**Exercise a**
In the records, rewrite the stretch from the line containing "the <item>shallow water</item>" through the line containing "target: <item>shallow water</item>", replacing "shallow water" with "calm water" and leaving everything else unchanged.

**Excerpt provided**
_ _ _ _
In geometry, the tetrahemihexahedron or hemicuboctahedron is a uniform star polyhedron, indexed as U4. It has 7 faces (4 triangles and 3 squares), 12 edges, and 6 vertices. Its vertex figure is a crossed quadrilateral. Its Coxeter–Dynkin diagram is  (although this is a double covering of the tetrahemihexahedron).

It is the only non-prismatic uniform polyhedron with an odd number of faces. Its Wythoff symbol is 3/2 3 | 2, but that represents a double covering of the tetrahemihexahedron with eight triangles and six squares, paired and coinciding in space. (It can more intuitively be seen as two coinciding tetrahemihexahedra.)

It is a hemipolyhedron. The "hemi" part of the name means some of the faces form a group with half as many members as some regular polyhedron—here, three square faces form a group with half as many faces as the regular hexahedron, better known as the cube—hence hemihexahedron. Hemi faces are also oriented in the same direction as the regular polyhedron's faces. The three square faces of the tetrahemihexahedron are, like the three facial orientations of the cube, mutually perpendicular.

The "half-as-many" characteristic also means that hemi faces must pass through the center of the polyhedron, where they all intersect each other. Visually, each square is divided into four right triangles, with two visible from each side.
_ _ _ _
**Dataset entries**
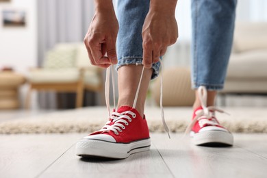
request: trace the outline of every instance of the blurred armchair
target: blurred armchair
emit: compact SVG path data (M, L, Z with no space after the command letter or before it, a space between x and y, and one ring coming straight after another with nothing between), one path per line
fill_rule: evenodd
M29 71L25 106L30 107L31 92L36 90L75 92L76 107L80 107L84 90L102 90L102 71L90 65L82 42L58 44L47 52L42 68Z
M222 94L267 94L267 23L238 23Z

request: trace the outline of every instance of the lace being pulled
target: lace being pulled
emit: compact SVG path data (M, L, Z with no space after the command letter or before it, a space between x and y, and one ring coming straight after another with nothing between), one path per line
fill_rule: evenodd
M99 131L105 132L110 130L112 131L116 135L118 135L118 131L122 132L122 129L125 129L125 126L124 126L122 123L125 125L128 125L129 123L131 122L131 118L130 116L127 115L127 114L130 114L134 118L136 117L136 114L131 111L126 111L122 113L114 112L110 116L111 120L107 121L105 123L105 125L103 127L102 129L99 130ZM128 121L123 118L126 118ZM112 122L114 123L114 124L110 125Z
M215 112L229 114L214 106L207 107L207 92L205 86L200 86L199 88L198 95L201 104L202 110L196 112L196 116L193 118L188 127L186 128L185 134L188 134L190 132L192 128L197 121L199 121L201 126L203 126L206 124L210 125L217 125L218 123L215 118Z
M162 66L161 68L162 68L162 62L161 60L160 60L160 62L161 66ZM143 76L143 73L144 73L144 66L143 66L142 70L140 79L139 80L138 86L137 90L136 90L136 96L135 96L134 104L132 106L133 108L136 108L136 106L137 100L138 99L138 94L139 94L139 91L140 91L140 88L141 86L142 79L142 76ZM114 81L115 81L114 78L115 77L114 77L114 69L113 65L111 65L110 66L109 66L107 68L105 84L105 103L106 103L107 109L108 111L109 117L110 117L110 118L113 119L112 122L114 122L114 120L115 120L115 124L112 125L109 125L109 126L105 125L105 126L104 126L104 127L102 128L102 129L103 129L103 130L101 129L100 131L106 131L108 130L112 130L115 133L115 134L118 134L118 131L120 131L120 130L121 130L120 128L123 129L123 127L124 127L123 125L120 124L118 123L122 122L122 123L125 123L125 125L126 125L126 123L125 123L125 122L127 122L127 121L123 118L126 118L126 119L128 119L128 120L129 120L129 116L127 115L125 115L125 114L127 113L129 113L131 115L132 113L131 114L131 112L129 112L129 111L125 112L123 112L120 114L116 112L112 112L112 113L110 112L110 73L112 74L112 80L113 103L114 103L114 110L116 111L116 101L115 101L115 84L114 84ZM160 75L160 110L161 110L161 113L162 113L162 120L163 125L166 131L168 134L169 138L170 138L170 134L169 134L169 129L168 129L168 126L165 122L164 112L163 110L162 85L163 85L163 78L162 78L162 74ZM123 121L123 120L125 120L125 121ZM110 123L107 123L107 124Z

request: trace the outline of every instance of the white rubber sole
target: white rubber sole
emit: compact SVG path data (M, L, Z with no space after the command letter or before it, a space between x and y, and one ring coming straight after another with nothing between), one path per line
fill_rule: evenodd
M123 159L135 153L149 151L150 144L150 138L127 144L83 139L76 144L76 155Z
M191 136L192 136L192 142L196 145L214 143L231 146L233 144L233 135L223 131L209 130L197 134L192 131Z

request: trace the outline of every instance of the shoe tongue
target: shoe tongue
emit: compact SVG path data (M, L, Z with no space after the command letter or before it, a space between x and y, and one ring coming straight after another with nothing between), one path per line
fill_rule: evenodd
M134 109L134 108L131 107L129 107L129 106L122 106L122 107L120 107L120 108L118 109L117 112L122 113L122 112L124 112L125 111L131 110L132 109Z

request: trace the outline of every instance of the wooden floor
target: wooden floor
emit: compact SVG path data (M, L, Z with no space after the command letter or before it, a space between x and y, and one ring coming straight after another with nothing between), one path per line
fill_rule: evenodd
M0 177L266 177L267 135L234 134L232 147L151 134L150 151L125 160L75 155L81 134L0 135Z

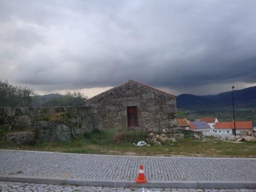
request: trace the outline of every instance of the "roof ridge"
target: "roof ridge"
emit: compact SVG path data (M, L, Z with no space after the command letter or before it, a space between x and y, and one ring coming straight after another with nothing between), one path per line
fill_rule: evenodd
M146 85L146 84L144 84L144 83L139 82L138 82L138 81L134 81L134 80L132 80L132 79L130 79L129 82L130 82L130 81L133 81L133 82L135 82L135 83L138 83L138 84L142 85L143 85L143 86L145 86L147 87L149 87L149 88L150 88L150 89L154 89L154 90L155 90L157 91L159 91L159 92L161 92L161 93L163 93L167 94L170 95L171 95L171 96L177 97L176 95L173 95L173 94L170 94L170 93L169 93L163 91L161 90L158 89L155 89L155 88L153 87L151 87L151 86L149 86L149 85Z
M155 91L156 91L160 92L160 93L164 93L164 94L168 94L168 95L171 95L171 97L177 97L175 95L173 95L173 94L170 94L170 93L165 92L165 91L162 91L162 90L161 90L155 89L155 88L154 88L154 87L151 87L151 86L148 86L148 85L145 85L145 84L143 84L143 83L140 83L140 82L137 82L137 81L136 81L132 80L132 79L129 79L129 80L128 81L128 82L126 82L126 83L121 84L121 85L118 85L118 86L117 86L114 87L113 87L113 88L111 88L111 89L109 89L109 90L106 90L106 91L103 91L103 92L102 92L102 93L98 94L98 95L95 95L95 96L94 96L94 97L91 97L90 98L89 98L89 99L86 99L86 100L83 101L83 102L86 102L86 101L92 100L92 99L93 99L93 98L94 98L96 97L98 97L98 96L99 95L101 95L101 94L104 94L104 93L107 93L107 92L110 91L114 90L115 90L115 89L118 89L118 88L119 88L120 87L121 87L121 86L123 86L123 85L126 85L126 84L132 82L135 82L135 83L138 83L138 84L139 84L139 85L142 85L142 86L145 86L145 87L147 87L147 88L149 88L149 89L152 89L152 90L155 90Z

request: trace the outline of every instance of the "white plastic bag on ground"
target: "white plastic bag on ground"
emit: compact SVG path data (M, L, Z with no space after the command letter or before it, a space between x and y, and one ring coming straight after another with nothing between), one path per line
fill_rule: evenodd
M146 143L144 141L139 141L137 144L135 144L134 143L133 143L133 144L136 146L143 146L147 145L147 143Z

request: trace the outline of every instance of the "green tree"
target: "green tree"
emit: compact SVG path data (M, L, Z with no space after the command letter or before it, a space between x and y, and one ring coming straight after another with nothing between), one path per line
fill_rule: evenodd
M79 91L67 91L65 95L53 98L43 104L44 106L82 106L87 97Z
M32 97L35 95L27 87L14 86L8 81L0 81L0 106L23 107L32 105Z
M179 119L183 119L186 117L186 112L181 110L177 110L176 115Z

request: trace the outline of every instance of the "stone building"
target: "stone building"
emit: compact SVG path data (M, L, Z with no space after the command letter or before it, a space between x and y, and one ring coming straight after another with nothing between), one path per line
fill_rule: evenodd
M85 103L97 110L103 129L178 133L174 133L176 97L134 81L129 80Z

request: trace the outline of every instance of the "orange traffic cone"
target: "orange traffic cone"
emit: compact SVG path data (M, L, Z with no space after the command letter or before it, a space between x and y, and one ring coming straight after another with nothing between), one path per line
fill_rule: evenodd
M146 183L147 179L144 175L144 170L143 170L143 165L141 165L139 166L139 174L138 177L135 179L136 183Z

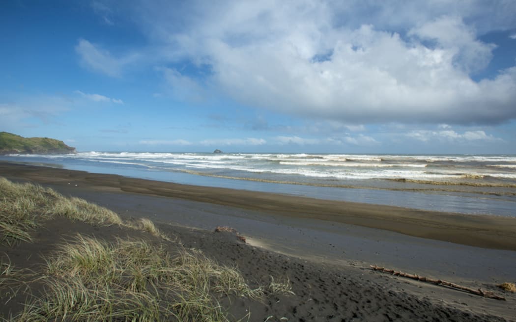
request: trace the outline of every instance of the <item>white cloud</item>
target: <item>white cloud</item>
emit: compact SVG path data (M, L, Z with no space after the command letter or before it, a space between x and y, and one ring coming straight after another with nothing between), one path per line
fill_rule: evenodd
M79 40L75 46L75 52L80 57L82 63L86 67L115 77L120 77L124 67L135 63L140 58L140 55L136 53L115 57L109 50L85 39Z
M109 18L112 15L112 11L105 4L99 1L93 1L91 3L91 8L102 19L102 21L107 25L113 25L115 24Z
M460 143L473 141L485 142L502 141L501 139L487 134L484 131L466 131L458 133L452 129L434 131L416 130L407 133L406 136L424 142L438 141L440 142Z
M313 145L319 144L321 140L318 139L303 139L299 137L276 137L274 139L275 143L280 145L296 144L298 145Z
M194 2L133 14L161 59L208 66L200 77L164 70L176 94L208 84L247 105L348 124L492 124L516 117L516 69L471 73L494 48L477 30L514 27L516 8L502 3Z
M477 40L473 28L459 16L439 17L412 29L409 35L437 41L439 47L453 57L453 62L467 73L486 67L495 47Z
M90 100L96 102L113 103L116 104L123 104L124 102L121 99L116 98L110 98L107 96L105 96L99 94L86 94L80 91L74 91L75 94L77 94L81 96L87 98Z
M157 69L163 72L174 96L185 100L199 101L202 99L204 90L195 80L182 75L173 69L160 67Z
M18 127L38 126L41 123L56 123L57 117L72 105L62 96L15 98L10 103L0 103L0 128L13 131Z
M351 145L359 146L372 146L379 144L374 138L360 134L355 137L345 135L324 139L307 139L297 136L278 136L274 138L274 144L280 145L295 144L297 145Z
M256 146L263 145L267 141L263 139L247 138L246 139L209 139L199 142L201 145L227 146L230 145Z
M139 144L144 145L180 145L186 146L191 145L192 143L190 141L178 139L177 140L142 140L138 141Z

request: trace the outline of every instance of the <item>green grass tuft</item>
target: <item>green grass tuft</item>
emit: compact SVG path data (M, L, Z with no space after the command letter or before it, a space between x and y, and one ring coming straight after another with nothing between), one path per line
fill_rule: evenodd
M235 268L198 251L77 235L47 262L47 291L17 320L227 321L215 294L257 298Z

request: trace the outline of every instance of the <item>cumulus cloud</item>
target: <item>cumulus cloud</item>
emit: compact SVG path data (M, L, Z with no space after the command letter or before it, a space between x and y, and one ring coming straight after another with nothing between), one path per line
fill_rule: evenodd
M471 142L473 141L493 142L503 141L491 134L487 134L484 131L466 131L463 133L458 133L451 129L437 131L429 130L417 130L406 134L409 138L428 142L437 141L442 142L460 143Z
M494 48L477 30L510 26L513 6L361 3L194 2L187 14L161 6L135 14L164 59L209 66L201 77L166 71L172 88L186 93L209 84L246 105L351 124L516 117L516 69L472 78ZM377 19L362 14L369 12Z
M138 60L140 55L127 54L116 57L109 50L94 45L85 39L79 39L75 46L75 52L80 58L81 63L92 70L111 77L122 75L123 69Z
M14 130L19 127L37 126L40 122L56 123L58 116L70 110L72 105L65 97L48 95L17 98L9 103L0 103L0 128Z
M291 137L280 135L274 138L273 143L280 145L351 145L372 146L379 144L379 142L374 138L360 134L354 137L345 135L324 139L303 138L296 135Z
M188 76L171 68L157 69L163 72L173 96L180 99L199 101L204 97L204 90L201 84Z
M178 139L176 140L142 140L138 141L139 144L144 145L180 145L182 146L186 145L191 145L192 143L190 141Z
M473 78L494 48L479 35L513 29L512 5L228 0L125 10L151 44L138 52L169 66L160 70L180 98L202 98L211 88L246 106L311 120L470 125L516 118L516 67ZM85 65L111 76L138 60L83 39L76 50ZM170 67L185 61L209 72Z
M209 139L200 141L200 145L208 146L227 146L231 145L256 146L263 145L267 141L263 139L247 138L246 139Z
M80 91L74 91L74 93L77 94L81 96L87 98L90 100L95 102L113 103L116 104L123 104L124 102L121 99L117 98L110 98L107 96L105 96L100 94L87 94Z

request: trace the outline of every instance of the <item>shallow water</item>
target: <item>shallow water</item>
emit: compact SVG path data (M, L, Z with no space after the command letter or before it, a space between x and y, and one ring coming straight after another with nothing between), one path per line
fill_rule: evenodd
M0 159L179 183L516 216L516 156L80 152Z

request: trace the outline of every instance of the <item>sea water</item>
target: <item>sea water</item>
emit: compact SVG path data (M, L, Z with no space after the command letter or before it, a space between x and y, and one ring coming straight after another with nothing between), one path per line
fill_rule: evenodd
M0 159L179 183L516 216L516 156L83 152Z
_ _ _ _
**Exercise b**
According to the text on the tetrahemihexahedron, what is the vertex figure of this polyhedron?

**Finished answer a**
request: trace the outline of every instance of the <item>calm water</item>
target: <item>calm water</item>

**Finished answer b**
Its vertex figure is a crossed quadrilateral.